═════ TEXTAUSZUG ═════

Gelsenkirchen. Die „Klinik für Seelische Gesundheit“ am EvK Gelsenkirchen ist Pflichtversorger für den Stadtsüden. Was beim Therapiekonzept hier besonders ist.
„Wir machen die Brot- und Butter-Versorgung im psychiatrischen Bereich für den Stadtsüden“, beginnt Prof. Dr. Peer Abilgaard die Vorstellung seiner Klinik für Seelische Gesundheit am Evangelischen Klinikum Gelsenkirchen. Was er damit meint, ist die Funktion seiner Klinik als Basis- und Pflichtversorger und damit als erste Anlaufstelle für die Bürgerinnen und Bürger südlich des Kanals mit stationärem psychiatrischen Behandlungsbedarf. Dabei kämen Patienten durchaus auch von außerhalb, auf Empfehlung von Kollegen, ergänzt er.

═════ EINTRÄGE ═════

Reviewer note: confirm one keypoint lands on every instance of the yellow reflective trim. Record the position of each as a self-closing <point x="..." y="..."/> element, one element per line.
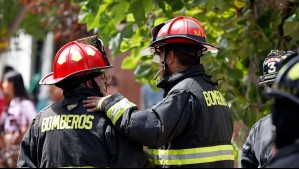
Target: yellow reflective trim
<point x="293" y="74"/>
<point x="191" y="150"/>
<point x="79" y="167"/>
<point x="76" y="56"/>
<point x="193" y="161"/>
<point x="191" y="155"/>
<point x="117" y="110"/>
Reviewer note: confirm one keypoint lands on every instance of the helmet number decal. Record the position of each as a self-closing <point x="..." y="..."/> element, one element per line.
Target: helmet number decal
<point x="271" y="67"/>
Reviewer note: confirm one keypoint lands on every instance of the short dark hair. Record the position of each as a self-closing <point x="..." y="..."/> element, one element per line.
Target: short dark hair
<point x="188" y="54"/>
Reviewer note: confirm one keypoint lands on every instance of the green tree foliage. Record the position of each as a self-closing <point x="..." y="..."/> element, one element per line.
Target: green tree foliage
<point x="245" y="30"/>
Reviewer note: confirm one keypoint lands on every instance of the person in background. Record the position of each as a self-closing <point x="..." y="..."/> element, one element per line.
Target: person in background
<point x="3" y="101"/>
<point x="149" y="96"/>
<point x="258" y="147"/>
<point x="64" y="134"/>
<point x="55" y="94"/>
<point x="285" y="115"/>
<point x="20" y="112"/>
<point x="192" y="125"/>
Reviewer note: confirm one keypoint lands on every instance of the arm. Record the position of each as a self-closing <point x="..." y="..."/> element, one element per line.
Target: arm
<point x="248" y="158"/>
<point x="151" y="127"/>
<point x="27" y="155"/>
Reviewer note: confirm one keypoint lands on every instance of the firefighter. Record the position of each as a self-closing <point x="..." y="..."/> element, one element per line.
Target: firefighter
<point x="258" y="147"/>
<point x="285" y="117"/>
<point x="64" y="134"/>
<point x="192" y="125"/>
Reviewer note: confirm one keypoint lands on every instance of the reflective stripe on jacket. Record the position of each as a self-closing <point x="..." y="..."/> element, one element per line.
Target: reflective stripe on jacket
<point x="191" y="156"/>
<point x="191" y="127"/>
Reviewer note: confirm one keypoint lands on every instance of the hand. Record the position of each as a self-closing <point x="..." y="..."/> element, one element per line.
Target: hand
<point x="91" y="103"/>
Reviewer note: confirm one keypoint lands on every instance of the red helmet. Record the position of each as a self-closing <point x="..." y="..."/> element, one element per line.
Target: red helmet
<point x="77" y="58"/>
<point x="181" y="29"/>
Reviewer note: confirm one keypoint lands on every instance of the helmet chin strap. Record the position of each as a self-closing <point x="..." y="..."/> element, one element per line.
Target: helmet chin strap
<point x="97" y="87"/>
<point x="164" y="65"/>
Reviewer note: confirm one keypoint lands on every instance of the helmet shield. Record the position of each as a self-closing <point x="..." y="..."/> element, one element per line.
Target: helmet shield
<point x="271" y="66"/>
<point x="78" y="58"/>
<point x="286" y="84"/>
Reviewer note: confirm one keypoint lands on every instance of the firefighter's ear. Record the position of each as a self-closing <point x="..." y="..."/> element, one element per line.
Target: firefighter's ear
<point x="170" y="59"/>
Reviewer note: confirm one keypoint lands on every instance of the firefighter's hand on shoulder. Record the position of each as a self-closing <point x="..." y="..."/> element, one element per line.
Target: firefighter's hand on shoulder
<point x="94" y="103"/>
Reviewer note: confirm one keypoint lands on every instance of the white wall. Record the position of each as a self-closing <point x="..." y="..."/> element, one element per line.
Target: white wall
<point x="19" y="56"/>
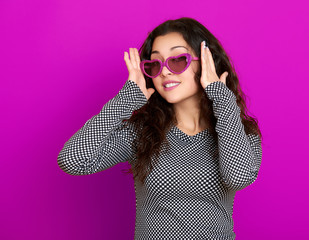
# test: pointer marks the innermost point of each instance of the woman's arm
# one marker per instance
(103, 141)
(239, 154)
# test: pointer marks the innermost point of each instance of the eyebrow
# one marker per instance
(170, 49)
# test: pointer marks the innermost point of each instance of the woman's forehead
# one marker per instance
(169, 42)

═════

### AUFGABEN:
A. Für welchen Teil der Stadt ist die Klinik im Text über die Klinik für Seelische Gesundheit Pflichtversorger?
B. Schreiben Sie aus dem Text über die Klinik für Seelische Gesundheit den Abschnitt von „Gelsenkirchen. Die „Klinik“ bis „Kollegen, ergänzt er.“ wortgetreu ab.
C. Setzen Sie den Text über die Klinik für Seelische Gesundheit nach seinem letzten Satz fort.
Die Einträge werden hier nicht gebraucht.

### LÖSUNGEN:
A. Für den Stadtsüden von Gelsenkirchen.

B.
Gelsenkirchen. Die „Klinik für Seelische Gesundheit“ am EvK Gelsenkirchen ist Pflichtversorger für den Stadtsüden. Was beim Therapiekonzept hier besonders ist.
„Wir machen die Brot- und Butter-Versorgung im psychiatrischen Bereich für den Stadtsüden“, beginnt Prof. Dr. Peer Abilgaard die Vorstellung seiner Klinik für Seelische Gesundheit am Evangelischen Klinikum Gelsenkirchen. Was er damit meint, ist die Funktion seiner Klinik als Basis- und Pflichtversorger und damit als erste Anlaufstelle für die Bürgerinnen und Bürger südlich des Kanals mit stationärem psychiatrischen Behandlungsbedarf. Dabei kämen Patienten durchaus auch von außerhalb, auf Empfehlung von Kollegen, ergänzt er.

C.
Ohnehin gehört zur psychiatrischen Versorgung seiner Klinik mehr als die Therapieangebote für bis zu 104 stationäre Patienten. Eine eigene Tagesklinik mit 20 Plätzen für teilstationäre Patienten an der Bruchstraße in Horst gehört ebenso zum Angebot wie die Institutsambulanz im Haus an der Munckelstraße. Ambulant, teilstationär und vollstationär – es ist die volle Palette.
Lebensumstände entscheidend bei Diagnose und Therapie
Dass er sich vor drei Jahren ausgerechnet in Gelsenkirchen beworben hat, einer Stadt mit sozial hoch belasteten Bürgerinnen und Bürgern, ist kein Zufall. Die hier vorhandene Sozialstruktur war ihm von der langjährigen Arbeit in einer Duisburger Klinik vertraut. Tatsächlich hängen nach seiner Überzeugung viele – auch körperliche – Erkrankungen und Probleme ebenso wie die psychiatrischen Ausprägungen entscheidend mit den Lebensumständen zusammen.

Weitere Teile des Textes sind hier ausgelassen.